Sort through the material below and copy each line with "logo".

→ Input material:
╭──

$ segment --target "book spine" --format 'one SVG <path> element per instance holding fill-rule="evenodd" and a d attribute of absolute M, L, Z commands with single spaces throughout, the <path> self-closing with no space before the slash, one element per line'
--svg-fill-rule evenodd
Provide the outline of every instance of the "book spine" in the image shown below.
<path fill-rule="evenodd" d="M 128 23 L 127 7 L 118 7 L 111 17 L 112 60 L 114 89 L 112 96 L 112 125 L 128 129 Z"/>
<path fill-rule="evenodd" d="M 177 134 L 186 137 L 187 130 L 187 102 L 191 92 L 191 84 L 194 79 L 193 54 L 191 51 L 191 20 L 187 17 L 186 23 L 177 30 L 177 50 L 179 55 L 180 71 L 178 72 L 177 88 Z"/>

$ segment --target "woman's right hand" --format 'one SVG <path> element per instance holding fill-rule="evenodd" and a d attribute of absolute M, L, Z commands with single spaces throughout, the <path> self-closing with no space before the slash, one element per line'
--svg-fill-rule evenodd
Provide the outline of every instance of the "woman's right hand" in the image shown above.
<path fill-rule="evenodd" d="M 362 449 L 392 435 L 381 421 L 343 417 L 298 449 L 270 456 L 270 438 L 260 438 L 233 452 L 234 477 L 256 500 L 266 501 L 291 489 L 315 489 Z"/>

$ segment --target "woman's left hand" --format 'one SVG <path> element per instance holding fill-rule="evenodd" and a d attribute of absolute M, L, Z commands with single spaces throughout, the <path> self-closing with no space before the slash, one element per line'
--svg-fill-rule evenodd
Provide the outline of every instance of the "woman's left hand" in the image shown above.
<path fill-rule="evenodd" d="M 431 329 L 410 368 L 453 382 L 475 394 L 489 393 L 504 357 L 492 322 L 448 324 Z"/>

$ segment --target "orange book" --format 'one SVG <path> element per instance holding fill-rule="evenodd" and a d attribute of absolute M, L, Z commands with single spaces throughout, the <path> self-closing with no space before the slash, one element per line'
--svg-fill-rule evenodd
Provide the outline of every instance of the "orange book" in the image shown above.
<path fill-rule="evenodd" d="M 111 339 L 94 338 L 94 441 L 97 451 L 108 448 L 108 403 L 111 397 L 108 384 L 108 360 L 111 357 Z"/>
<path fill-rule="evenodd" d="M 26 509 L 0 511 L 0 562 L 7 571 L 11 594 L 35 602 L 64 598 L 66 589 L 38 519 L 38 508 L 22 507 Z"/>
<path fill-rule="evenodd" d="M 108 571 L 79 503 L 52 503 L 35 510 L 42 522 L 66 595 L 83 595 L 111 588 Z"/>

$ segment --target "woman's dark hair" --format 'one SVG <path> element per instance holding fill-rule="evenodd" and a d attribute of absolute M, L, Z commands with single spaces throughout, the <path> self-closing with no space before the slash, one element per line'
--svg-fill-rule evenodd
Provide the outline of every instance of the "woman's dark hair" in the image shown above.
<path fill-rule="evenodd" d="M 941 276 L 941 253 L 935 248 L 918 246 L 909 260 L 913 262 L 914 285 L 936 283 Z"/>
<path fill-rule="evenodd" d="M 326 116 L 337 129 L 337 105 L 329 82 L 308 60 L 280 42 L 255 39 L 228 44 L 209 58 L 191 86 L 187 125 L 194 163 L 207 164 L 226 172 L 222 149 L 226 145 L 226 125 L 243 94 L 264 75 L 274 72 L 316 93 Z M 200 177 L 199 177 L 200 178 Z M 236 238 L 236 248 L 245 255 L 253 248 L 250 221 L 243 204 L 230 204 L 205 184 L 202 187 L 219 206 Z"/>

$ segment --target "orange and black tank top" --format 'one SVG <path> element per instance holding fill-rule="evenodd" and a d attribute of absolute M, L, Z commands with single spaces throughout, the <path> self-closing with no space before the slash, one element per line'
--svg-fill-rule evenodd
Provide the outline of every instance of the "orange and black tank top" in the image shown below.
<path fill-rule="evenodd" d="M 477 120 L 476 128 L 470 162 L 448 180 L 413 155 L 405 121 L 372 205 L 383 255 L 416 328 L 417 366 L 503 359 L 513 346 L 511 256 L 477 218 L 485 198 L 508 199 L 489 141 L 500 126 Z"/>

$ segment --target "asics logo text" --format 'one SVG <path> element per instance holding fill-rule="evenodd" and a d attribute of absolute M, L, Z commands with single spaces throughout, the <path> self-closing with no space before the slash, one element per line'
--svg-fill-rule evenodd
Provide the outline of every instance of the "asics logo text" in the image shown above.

╰──

→ Answer space:
$ segment --target "asics logo text" --format 'one SVG <path> element per instance holding fill-rule="evenodd" and a d attribute of absolute M, L, Z commands with single spaces throughout, the <path> self-closing with no space before the slash, one element per line'
Provide the outline of every instance of the "asics logo text" in the image shown above.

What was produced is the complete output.